───── Selected text ─────
Guido develops three other extended astralscapes in the  Historia.  They all affirm the dependent relationship between the  position of the sun in the zodiac, the seasons on earth, and the  actions of men.3  These descriptions are based on time, not  place.  They are certainly related to the rhetorical tradition,  which Otto Weinreich calls the "epischen Zeitangabe." 4   However, the consistent use of the zodiacal position of the sun  is peculiar to Guido, as is his use of these set pieces when he  uses so little descriptive material, indicating that he considers  these broad astralscapes which relate the zodiac to the seasons  to human affairs to be significant. 

Guido's use of the relationship of time, the heavens, and  men's actions is clear in his description of the time when the  Greek leaders gather to plot the death of Hector: "Accordingly  when twilight came before the faces of men, and when everywhere  in the space of the sky could be seen the stars that night, which  impairs the eyes of those looking at the appearances of the rest  of things, displays openly on account of the shadows of its  darkness" (Meek 146).  Just as darkness released Medea's passion,  here darkness impairs men's understanding.  When it is dark  enough to see the stars, you cannot see (e.g. know) anything  else.  The stars are real, and therefore in a sense knowable, but  they affect men's minds which are better able to control their  passions by the clear light of the sun.

The dominant power of Agamemnon's army is emphasized by the  fires they light after they have established the siege at Troy:  "That night, at the decision of Agamemnon, they made the siege  permanent with great ease, when with many fires and blazing  torches they scorned the shadows of night.  And it appeared to  the army that the artificial glow was no less than if the  brightness of day were shining" (Meek 122‑3).  Although this  artificial glow is definitely preferable to the darkness of  night, daylight is welcomed: "The shadows of that night were  removed when they were put to flight in the morning by the rising  dawn, and the sun lit up the surface of the earth with its rays"  (Meek 123).  Guido's darkness at night is not simply the absence  of street lamps; the powers of the stars to confuse and influence  human behavior are greatest in the absence of daylight.
───── Material shown ─────
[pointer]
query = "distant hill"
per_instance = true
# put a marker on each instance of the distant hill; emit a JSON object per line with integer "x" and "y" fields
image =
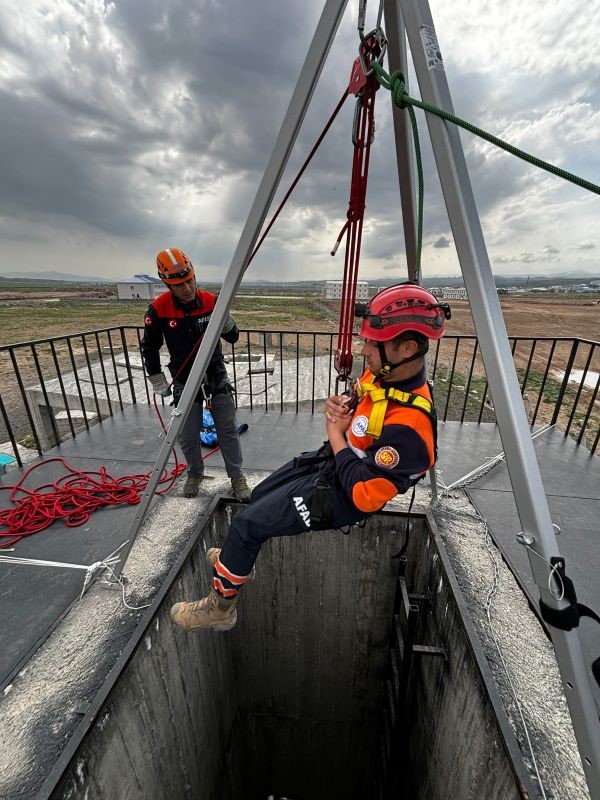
─────
Exercise tasks |
• a. According to the passage on Guido's Historia, what did Agamemnon's army use to scorn the shadows of night during the siege of Troy?
• b. Continue the passage on Guido's Historia, picking up after its final sentence.
The entries are not required for the work that comes next.

Answer set |
• a. Many fires and blazing torches.

• b.
Night and day, the sun and moon, the seasons.  These are the  basic descriptive elements that Guido uses to locate events in  the Historia.  They are used in a technical and scientific way  that, although it may also be rhetorical, is definitely  astronomical, that is to say, astrological, for at that time, and  for many years thereafter, they were practically the same.

Works Cited:

1. Guido de Columnis, Historia Destructionis Troiae, ed. by Nathaniel Edward Griffin (1936; rpt. New York: Kraus Reprint Co., 1970). This edition is cited as Historia.

2. English translations of quotations from Guido are taken from the Historia Destructionis Troiae by Guido delle Colonne, translated by Mary Elizabeth Meek (Bloomington: Indiana University Press, 1974), cited as Meek.

3. Historia VII, p. 67; VIIII, pp. 87-88; and XXXIII, pp. 253-54.

4. Otto Weinreich, Phöbus, Aurora, Kalender und Uhr: Über eine Doppelform der epischen Zeitbestimmung in der Erzählkunst der Antike und Neuzeit. (Stuttgart: Verlag von W. Kohnhammer, 1937), p. 2.